**GOAL**
Copy everything from the line containing "Please detect the stone foundation" down to the line containing "[17,56,275,240]", swapping "ornate temple gate" for "carved temple gate" and leaving the rest unchanged.

**SOURCE DATA**
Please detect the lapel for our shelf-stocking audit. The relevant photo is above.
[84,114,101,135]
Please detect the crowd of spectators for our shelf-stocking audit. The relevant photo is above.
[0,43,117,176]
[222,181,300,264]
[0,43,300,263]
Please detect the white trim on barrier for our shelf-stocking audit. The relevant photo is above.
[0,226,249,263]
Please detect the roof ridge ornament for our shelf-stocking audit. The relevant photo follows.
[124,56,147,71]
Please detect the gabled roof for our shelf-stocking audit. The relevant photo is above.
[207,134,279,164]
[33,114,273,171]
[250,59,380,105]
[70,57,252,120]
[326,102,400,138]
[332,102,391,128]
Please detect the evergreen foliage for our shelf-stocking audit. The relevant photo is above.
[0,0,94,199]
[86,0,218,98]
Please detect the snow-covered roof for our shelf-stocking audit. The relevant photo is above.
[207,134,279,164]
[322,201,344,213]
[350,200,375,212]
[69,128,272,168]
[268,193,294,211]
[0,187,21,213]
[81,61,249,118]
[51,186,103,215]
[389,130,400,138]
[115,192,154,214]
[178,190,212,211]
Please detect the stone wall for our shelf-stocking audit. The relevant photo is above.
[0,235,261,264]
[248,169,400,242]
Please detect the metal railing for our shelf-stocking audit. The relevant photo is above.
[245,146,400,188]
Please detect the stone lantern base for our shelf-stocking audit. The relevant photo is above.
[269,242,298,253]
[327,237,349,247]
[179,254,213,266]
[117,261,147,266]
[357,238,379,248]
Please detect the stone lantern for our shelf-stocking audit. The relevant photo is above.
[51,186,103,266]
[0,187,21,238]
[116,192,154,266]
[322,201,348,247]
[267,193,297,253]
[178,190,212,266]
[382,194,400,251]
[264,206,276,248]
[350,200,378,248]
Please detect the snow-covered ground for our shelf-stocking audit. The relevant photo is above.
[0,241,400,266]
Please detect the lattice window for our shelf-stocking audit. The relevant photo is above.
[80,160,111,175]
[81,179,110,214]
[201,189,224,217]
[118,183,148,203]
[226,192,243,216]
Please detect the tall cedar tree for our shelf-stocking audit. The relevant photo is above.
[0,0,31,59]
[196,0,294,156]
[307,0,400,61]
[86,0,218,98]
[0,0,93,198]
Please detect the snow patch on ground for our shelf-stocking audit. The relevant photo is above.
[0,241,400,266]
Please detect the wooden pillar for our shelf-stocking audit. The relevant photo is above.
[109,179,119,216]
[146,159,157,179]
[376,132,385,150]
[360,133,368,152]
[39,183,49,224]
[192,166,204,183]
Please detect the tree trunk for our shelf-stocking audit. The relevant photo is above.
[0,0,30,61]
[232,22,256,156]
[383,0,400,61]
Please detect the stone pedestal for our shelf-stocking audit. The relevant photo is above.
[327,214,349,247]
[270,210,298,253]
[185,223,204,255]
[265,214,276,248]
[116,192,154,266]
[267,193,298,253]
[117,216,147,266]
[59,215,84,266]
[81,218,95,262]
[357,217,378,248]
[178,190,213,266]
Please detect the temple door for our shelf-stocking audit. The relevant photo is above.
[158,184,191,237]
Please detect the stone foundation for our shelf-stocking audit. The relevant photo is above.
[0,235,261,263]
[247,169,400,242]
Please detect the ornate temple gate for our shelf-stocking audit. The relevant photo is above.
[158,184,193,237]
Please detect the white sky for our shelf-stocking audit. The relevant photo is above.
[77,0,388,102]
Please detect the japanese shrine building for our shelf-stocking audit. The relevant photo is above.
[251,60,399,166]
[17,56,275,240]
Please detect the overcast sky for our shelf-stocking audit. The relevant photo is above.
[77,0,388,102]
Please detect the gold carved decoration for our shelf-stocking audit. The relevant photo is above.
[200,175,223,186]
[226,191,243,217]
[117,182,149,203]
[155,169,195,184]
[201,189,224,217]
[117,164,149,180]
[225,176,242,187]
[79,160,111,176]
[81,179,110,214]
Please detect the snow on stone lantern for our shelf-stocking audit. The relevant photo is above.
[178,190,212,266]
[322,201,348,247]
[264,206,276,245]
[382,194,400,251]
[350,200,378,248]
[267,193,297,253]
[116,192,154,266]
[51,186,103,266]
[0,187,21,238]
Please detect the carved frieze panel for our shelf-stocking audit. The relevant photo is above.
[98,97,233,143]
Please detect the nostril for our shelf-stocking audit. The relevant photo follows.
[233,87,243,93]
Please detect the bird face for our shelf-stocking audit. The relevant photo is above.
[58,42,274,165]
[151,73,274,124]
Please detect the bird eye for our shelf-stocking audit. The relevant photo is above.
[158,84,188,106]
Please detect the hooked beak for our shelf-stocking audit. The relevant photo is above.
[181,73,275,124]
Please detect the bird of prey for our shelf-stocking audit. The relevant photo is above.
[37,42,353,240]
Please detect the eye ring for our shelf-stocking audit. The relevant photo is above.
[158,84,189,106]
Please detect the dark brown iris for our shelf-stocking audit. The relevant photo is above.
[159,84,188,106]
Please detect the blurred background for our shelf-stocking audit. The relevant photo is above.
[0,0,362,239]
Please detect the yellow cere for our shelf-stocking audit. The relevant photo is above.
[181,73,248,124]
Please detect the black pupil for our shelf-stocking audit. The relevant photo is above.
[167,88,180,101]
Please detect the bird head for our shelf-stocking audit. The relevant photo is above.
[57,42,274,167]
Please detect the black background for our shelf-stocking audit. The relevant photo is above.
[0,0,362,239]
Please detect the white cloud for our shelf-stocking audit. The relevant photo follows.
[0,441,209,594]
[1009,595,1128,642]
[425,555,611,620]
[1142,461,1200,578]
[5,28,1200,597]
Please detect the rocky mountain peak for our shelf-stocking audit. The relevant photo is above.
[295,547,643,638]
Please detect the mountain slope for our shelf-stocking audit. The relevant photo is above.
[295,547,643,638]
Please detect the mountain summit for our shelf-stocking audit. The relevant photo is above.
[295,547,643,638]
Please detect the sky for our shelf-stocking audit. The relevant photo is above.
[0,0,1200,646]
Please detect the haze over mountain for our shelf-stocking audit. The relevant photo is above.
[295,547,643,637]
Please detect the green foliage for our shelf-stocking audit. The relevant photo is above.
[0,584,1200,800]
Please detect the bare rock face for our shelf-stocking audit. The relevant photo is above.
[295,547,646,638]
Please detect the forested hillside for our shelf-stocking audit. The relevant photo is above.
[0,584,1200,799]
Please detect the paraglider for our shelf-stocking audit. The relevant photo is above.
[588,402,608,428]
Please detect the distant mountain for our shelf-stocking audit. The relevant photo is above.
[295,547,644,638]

**FULL SOLUTION**
Please detect the stone foundation for our shelf-stocking audit. The relevant photo is above.
[0,235,261,263]
[247,169,400,242]
Please detect the carved temple gate for our shelf-stocking audit. The relevant photo is above.
[158,184,193,237]
Please detect the white sky for our shelf-stocking audit. The relevant photo is above.
[77,0,388,102]
Please detect the japanese shrine building for our shelf-stocking audit. The relevant photo is above.
[251,60,399,166]
[17,56,275,240]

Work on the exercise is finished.